• _Records to process_:
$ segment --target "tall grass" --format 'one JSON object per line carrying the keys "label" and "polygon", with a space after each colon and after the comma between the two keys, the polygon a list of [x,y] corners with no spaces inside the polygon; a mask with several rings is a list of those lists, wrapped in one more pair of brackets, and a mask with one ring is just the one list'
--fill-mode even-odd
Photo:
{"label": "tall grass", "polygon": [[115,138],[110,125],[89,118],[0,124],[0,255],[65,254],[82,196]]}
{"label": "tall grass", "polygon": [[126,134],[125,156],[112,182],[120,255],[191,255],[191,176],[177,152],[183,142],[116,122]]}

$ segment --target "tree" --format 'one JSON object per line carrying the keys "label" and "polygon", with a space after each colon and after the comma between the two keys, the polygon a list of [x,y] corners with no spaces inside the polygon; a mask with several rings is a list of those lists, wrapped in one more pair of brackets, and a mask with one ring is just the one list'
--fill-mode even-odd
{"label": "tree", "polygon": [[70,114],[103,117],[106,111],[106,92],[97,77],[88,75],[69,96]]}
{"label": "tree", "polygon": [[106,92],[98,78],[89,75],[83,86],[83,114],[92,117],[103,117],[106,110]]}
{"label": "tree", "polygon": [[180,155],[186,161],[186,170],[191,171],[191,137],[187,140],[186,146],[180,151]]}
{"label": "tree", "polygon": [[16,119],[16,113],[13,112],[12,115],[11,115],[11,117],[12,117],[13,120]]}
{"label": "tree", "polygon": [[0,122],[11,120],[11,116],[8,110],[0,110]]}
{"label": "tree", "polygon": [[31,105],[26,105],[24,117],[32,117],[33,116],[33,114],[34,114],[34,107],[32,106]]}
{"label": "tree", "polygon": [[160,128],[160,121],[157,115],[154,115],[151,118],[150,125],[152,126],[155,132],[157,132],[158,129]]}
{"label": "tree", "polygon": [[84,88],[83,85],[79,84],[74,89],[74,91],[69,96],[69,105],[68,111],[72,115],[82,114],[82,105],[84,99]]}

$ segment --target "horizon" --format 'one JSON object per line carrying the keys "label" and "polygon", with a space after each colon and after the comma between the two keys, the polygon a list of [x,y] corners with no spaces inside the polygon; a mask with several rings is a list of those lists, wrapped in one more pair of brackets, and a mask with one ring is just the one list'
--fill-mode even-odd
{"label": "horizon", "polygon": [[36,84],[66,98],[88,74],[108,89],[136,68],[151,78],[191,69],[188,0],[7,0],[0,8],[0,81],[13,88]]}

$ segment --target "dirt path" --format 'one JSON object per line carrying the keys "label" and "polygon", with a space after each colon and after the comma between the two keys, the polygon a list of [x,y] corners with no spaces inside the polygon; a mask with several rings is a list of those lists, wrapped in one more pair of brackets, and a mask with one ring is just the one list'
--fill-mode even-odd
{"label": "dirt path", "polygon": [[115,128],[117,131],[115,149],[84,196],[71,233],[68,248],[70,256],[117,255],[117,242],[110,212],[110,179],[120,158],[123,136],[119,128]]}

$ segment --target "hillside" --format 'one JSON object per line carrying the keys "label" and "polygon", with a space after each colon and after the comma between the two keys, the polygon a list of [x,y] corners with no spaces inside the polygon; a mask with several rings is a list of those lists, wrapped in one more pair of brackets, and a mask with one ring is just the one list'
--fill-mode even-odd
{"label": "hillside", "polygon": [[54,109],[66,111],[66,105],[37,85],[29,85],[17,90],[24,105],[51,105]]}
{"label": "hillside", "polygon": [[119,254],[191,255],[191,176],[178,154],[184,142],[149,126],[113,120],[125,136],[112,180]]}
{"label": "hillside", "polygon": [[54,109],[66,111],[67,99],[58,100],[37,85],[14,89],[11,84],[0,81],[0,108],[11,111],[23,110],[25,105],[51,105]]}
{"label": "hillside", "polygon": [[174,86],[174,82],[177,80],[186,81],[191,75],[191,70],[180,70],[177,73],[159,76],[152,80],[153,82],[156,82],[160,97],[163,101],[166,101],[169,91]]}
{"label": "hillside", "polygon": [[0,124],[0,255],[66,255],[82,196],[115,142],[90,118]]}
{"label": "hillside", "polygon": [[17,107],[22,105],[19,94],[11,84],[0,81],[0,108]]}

• _Requirement_:
Repeat the records above in full, character for character.

• _Result for this task_:
$ segment --target "tall grass" --format 'one JSON object per line carrying the keys "label" and "polygon", with a space after each colon and after the comma between the two keys, the polygon a list of [x,y] corners with no spaces inside the polygon; a mask with several rings is a list of those lists, wrapped in one more pair of brackets, and a mask with one ring is just the one list'
--fill-mode even-odd
Photo:
{"label": "tall grass", "polygon": [[115,138],[110,125],[89,118],[0,124],[0,255],[65,254],[82,196]]}
{"label": "tall grass", "polygon": [[126,134],[125,156],[112,182],[120,255],[191,255],[191,176],[177,152],[183,142],[116,122]]}

$ segment --target "tree" --format 'one JSON object per line carrying the keys "label" and "polygon", with a space after each colon and after the comma between the two keys, the polygon a list of [x,y] corners with no spaces inside the polygon; a mask with several rings is a list of those lists, wrapped in one more pair of brackets, and a mask with one ring is just the one list'
--fill-mode even-odd
{"label": "tree", "polygon": [[70,114],[103,117],[106,111],[106,92],[97,77],[88,75],[69,96]]}
{"label": "tree", "polygon": [[106,92],[98,78],[89,75],[83,86],[83,114],[92,117],[103,117],[106,110]]}
{"label": "tree", "polygon": [[180,155],[186,161],[186,170],[191,171],[191,137],[187,140],[186,146],[180,151]]}
{"label": "tree", "polygon": [[16,119],[16,113],[13,112],[12,115],[11,115],[11,117],[12,117],[13,120]]}
{"label": "tree", "polygon": [[0,122],[11,120],[11,116],[8,110],[0,110]]}
{"label": "tree", "polygon": [[31,105],[26,105],[24,117],[32,117],[33,116],[33,114],[34,114],[34,107],[32,106]]}
{"label": "tree", "polygon": [[160,128],[160,121],[157,115],[154,115],[151,118],[150,125],[152,126],[155,132],[157,132],[158,129]]}
{"label": "tree", "polygon": [[84,88],[83,85],[79,84],[74,89],[74,91],[69,96],[69,105],[68,111],[72,115],[82,114],[82,105],[84,99]]}

$ segment --target "horizon" --format 'one JSON object per line carrying the keys "label" and "polygon", with a space after each colon and after the comma between the two keys, the polygon a list of [x,y] corners with no spaces inside the polygon; a mask with several rings is a list of those lists, wrapped in one more pair of brackets, and a mask with one ring is just the one list'
--fill-mode even-odd
{"label": "horizon", "polygon": [[36,84],[66,98],[88,74],[108,89],[136,68],[151,78],[191,69],[188,0],[7,0],[0,8],[0,81],[13,88]]}

$ segment --target "dirt path" --format 'one JSON object per line carrying the keys "label" and "polygon", with a space after each colon and after the comma between the two keys, the polygon a list of [x,y] corners with no spaces inside the polygon; a mask with several rings is a list of those lists, wrapped in one more pair of brackets, and a mask with one ring is just the one list'
--fill-mode even-odd
{"label": "dirt path", "polygon": [[115,128],[117,131],[115,149],[84,196],[71,233],[68,248],[70,256],[117,255],[117,242],[110,212],[110,179],[120,158],[123,136],[119,128]]}

$ segment --target "hillside" --format 'one JSON object per line carrying the keys "label" and "polygon", with a space after each colon and after the comma between the two keys, the polygon a list of [x,y] corners with no spaces inside the polygon; a mask with several rings is a list of those lists, wrapped in one more pair of brackets, and a mask with one ring is just the one list'
--fill-mode even-odd
{"label": "hillside", "polygon": [[54,109],[66,111],[66,105],[37,85],[29,85],[17,90],[24,105],[51,105]]}
{"label": "hillside", "polygon": [[119,254],[191,255],[191,176],[178,154],[184,142],[149,126],[113,120],[125,136],[112,180]]}
{"label": "hillside", "polygon": [[54,109],[66,111],[67,99],[58,100],[37,85],[14,89],[11,84],[0,81],[0,108],[11,111],[23,110],[25,105],[51,105]]}
{"label": "hillside", "polygon": [[174,86],[174,82],[177,80],[186,81],[191,75],[191,70],[180,70],[177,73],[159,76],[152,80],[153,82],[156,82],[160,97],[163,101],[166,101],[169,91]]}
{"label": "hillside", "polygon": [[0,124],[0,255],[66,255],[82,196],[115,142],[90,118]]}
{"label": "hillside", "polygon": [[17,107],[22,105],[19,94],[11,84],[0,81],[0,108]]}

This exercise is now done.